**DOCUMENT EXCERPT**:
--
Robotics / Compliance / Standards map
Compliance

Robot Cybersecurity Compliance: The Standards and Regulations Map for 2026–2027

Robot cybersecurity is now a compliance obligation, not a best practice. ISO 10218:2025 mandates a cybersecurity risk assessment, the EU Machinery Regulation 2023/1230 makes protection against corruption binding from 20 January 2027, and the Cyber Resilience Act adds lifecycle and SBOM duties. This page maps each framework to the evidence it demands.

Key takeaways

Which cybersecurity standards and regulations apply to robots?

Four frameworks now govern robot cybersecurity, and for a robot placed on the EU market they apply together rather than in isolation. Two are standards that tell you how to assess and engineer security, and two are regulations that make specific outcomes legally binding. Understanding which does what is the first step to a defensible compliance posture.
--
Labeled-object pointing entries
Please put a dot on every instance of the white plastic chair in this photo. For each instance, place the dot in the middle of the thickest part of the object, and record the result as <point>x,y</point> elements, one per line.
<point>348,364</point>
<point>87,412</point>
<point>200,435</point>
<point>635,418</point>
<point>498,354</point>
--
**GOAL OF THE EXERCISE**: Continue the robot cybersecurity compliance article from the point where it stops, carrying its explanation of the four frameworks forward.

**ANSWER TO THE PROBLEM**:
  • ISO 10218:2025, the third edition of the core safety standard for industrial robots and robot systems. It now requires a cybersecurity risk assessment and points to the security standards below for how to do it.
  • IEC TS 63074 and IEC 62443, IEC TS 63074 addresses the security aspects of safety-related control systems and, in practice, routes the detailed work to the IEC 62443 family, the horizontal standard for industrial automation and control system security.
  • EU Machinery Regulation 2023/1230, replaces the Machinery Directive and, for the first time, writes cybersecurity-relevant protections into the essential health and safety requirements a machine must meet to carry a CE mark.
  • EU Cyber Resilience Act (CRA), a horizontal regulation for products with digital elements that imposes secure-by-design, SBOM, vulnerability-handling, and update obligations across the product lifecycle.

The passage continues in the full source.